- **Task list**:
**A)** Condense the paragraph of the film review that begins "The Serpent's Skin is actress" into a short bulleted list that keeps its main facts.
**B)** According to the film review, who plays Gen?

- **Document segment**:
>> Begin
The Serpent’s Skin is actress Alexandra McKiver’s first film since transitioning and she stars as Anna—a tender, but sardonic young woman looking to escape her abusive stepfather after moving in with her older sister Dakota (Charlotte Chimes). They have a lovely chemistry with one another, and the camaraderie of their relationship is shown to us in an early humorous moment when Anna stumbles upon a framed autographed portrait of shock-rocker-turned-transphobe Alice Cooper. Dakota makes an excuse that she got that before he went full boomer, and Anna quietly replies, “we’ll always have Teenage Frankenstein”. Little moments like that go a long way for endearing an audience to character dynamics. Mackay has always had a good sense for the way that women speak with one another, and she has only grown more confident in her filmmaking, giving characters time to breathe in moments of conversation. Anna settles into town after getting a job at a record store, and she quickly discovers that she has supernatural abilities after she uses her mind—Scanners style—to fend off a robber. But her innate magical powers are not strictly rendered through the guise of superheroics. It’s rooted in something far more sensual: a dreamy link she has with another supernatural woman in town named Gen (played by Canadian filmmaker Avalon Fast).

Fellow trans filmmaker Vera Drew once again returns as editor after working with Mackay on Carnage for Christmas, and her maximalist tendencies mesh with the genre phantasmagorie of Mackay’s work nicely. She foregoes stock-standard edits for scene transitions, and indulges in De Palma style overlay techniques, as seen in the realization that Gen and Anna are romantically intertwined via cross-cutting. In that sequence, her bedroom encounter with “the only hottie in her apartment complex” Danny (Jordan Dulieu), is overlayed with Gen touching herself in her bedroom. Gen seeks out Ann shortly thereafter, and much of the film chronicles their budding relationship with one another as witches and as lovers. The easiest point of comparison to make with The Serpent’s Skin is Buffy the Vampire Slayer, and Mackay has stated that she is a big fan, pointing to its character development, and the emotional turmoil, driven by genre elements, as a point of profound inspiration. Buffy is older than she is, and in addition to the syndicated glory of having grown up with the Slayer, it’s also fair to say that there’s a little bit of the cheesy, but genuine odes to eternal love of Twilight in her work as well. Mackay has always been smart about the way that she uses genre as a means to elucidate the potential absences of a trans coming-of-age within those modes, and to comment on the political struggles of her characters without it becoming overbearing. There is a lightness of touch to Mackay’s work that is really energizing, not just within the scope of queer cinema but in horror at large. This can be seen in a moment when Gen and Anna are standing by a flyer that’s been stapled onto a women’s restroom proclaiming it a space for REAL WOMEN while Gen shows her how to pull energy from her body into the tip of finger in the shape of a flame, and she promptly lights the signage on fire. It isn’t just a political scene, but a moment of foreplay between the two, when they find themselves in the bedroom listening to the rhythm of each other’s bodies shortly thereafter.
>> End
Extracted data entries:
>> Begin
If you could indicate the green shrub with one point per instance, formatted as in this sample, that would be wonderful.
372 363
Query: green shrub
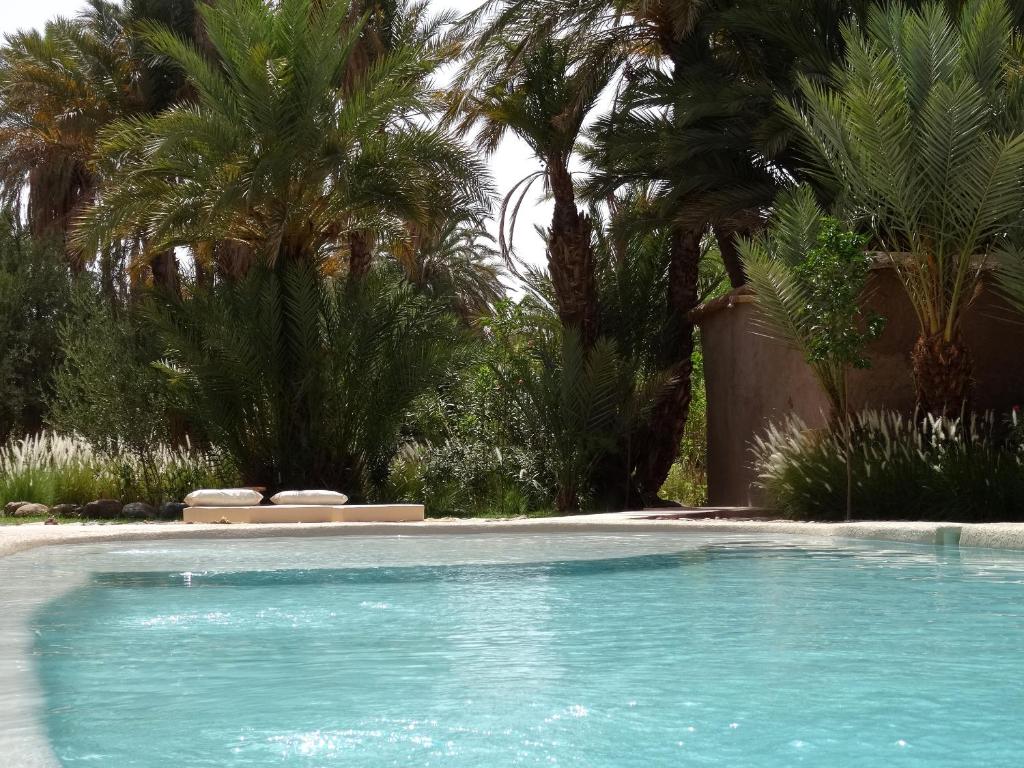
467 479
305 381
902 468
35 288
108 389
51 469
687 480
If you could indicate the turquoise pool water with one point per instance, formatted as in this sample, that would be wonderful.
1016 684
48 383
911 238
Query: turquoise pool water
708 652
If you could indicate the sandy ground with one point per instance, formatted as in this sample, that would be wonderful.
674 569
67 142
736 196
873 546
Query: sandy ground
1001 536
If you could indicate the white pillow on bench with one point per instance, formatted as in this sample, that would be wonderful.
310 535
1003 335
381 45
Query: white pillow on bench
321 498
224 498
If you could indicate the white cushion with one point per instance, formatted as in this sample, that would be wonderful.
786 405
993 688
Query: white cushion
224 498
309 497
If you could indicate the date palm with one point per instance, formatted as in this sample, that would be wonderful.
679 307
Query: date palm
272 154
922 137
543 93
59 89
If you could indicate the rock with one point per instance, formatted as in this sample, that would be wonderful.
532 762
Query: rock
31 510
102 509
172 511
138 511
11 507
67 510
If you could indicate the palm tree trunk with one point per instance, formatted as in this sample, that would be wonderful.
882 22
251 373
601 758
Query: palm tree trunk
942 372
570 257
665 428
164 266
730 255
360 255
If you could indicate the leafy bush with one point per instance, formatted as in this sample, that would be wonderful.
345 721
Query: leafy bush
108 389
305 381
902 468
49 468
467 479
35 287
687 480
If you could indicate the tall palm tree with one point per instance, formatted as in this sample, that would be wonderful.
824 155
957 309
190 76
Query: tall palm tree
457 261
387 26
59 89
543 93
922 136
271 154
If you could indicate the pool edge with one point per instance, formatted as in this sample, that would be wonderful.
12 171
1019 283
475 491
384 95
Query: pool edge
988 536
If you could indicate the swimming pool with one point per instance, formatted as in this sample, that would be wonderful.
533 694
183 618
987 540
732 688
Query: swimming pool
597 651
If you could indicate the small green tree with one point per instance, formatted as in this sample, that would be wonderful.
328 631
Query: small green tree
35 289
809 274
921 138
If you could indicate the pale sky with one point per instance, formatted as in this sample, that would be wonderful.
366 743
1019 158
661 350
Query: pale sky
509 164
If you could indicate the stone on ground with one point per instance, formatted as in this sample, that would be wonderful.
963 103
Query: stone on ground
138 511
102 509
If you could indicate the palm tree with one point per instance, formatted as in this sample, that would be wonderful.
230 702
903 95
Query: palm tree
58 90
922 136
455 260
271 154
387 26
543 93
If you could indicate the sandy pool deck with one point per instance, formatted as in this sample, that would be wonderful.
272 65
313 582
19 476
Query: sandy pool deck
996 536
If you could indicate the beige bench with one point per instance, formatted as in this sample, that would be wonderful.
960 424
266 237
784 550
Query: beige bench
308 513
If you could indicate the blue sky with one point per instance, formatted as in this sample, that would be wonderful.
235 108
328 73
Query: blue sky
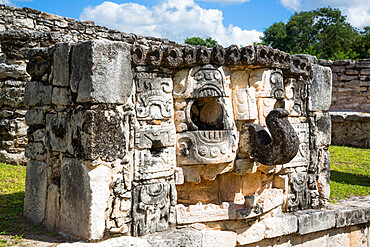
>> End
- **Solutions to each task**:
**A)**
- The Serpent's Skin is Alexandra McKiver's first film since transitioning. She plays Anna, a tender but sardonic young woman who moves in with her older sister Dakota (Charlotte Chimes) to escape her abusive stepfather.
- The sisters share a lovely chemistry. It shows early on when Anna finds Dakota's framed autographed portrait of Alice Cooper. Dakota says she got it before he "went full boomer," and Anna replies, "we'll always have Teenage Frankenstein."
- Mackay has a good sense of how women speak with one another and gives characters time to breathe in conversation.
- After getting a job at a record store, Anna discovers supernatural abilities when she uses her mind to fend off a robber.
- Her powers are less about superheroics than a sensual, dreamy link with Gen (Avalon Fast), another supernatural woman in town.

**B)** Gen is played by Canadian filmmaker Avalon Fast.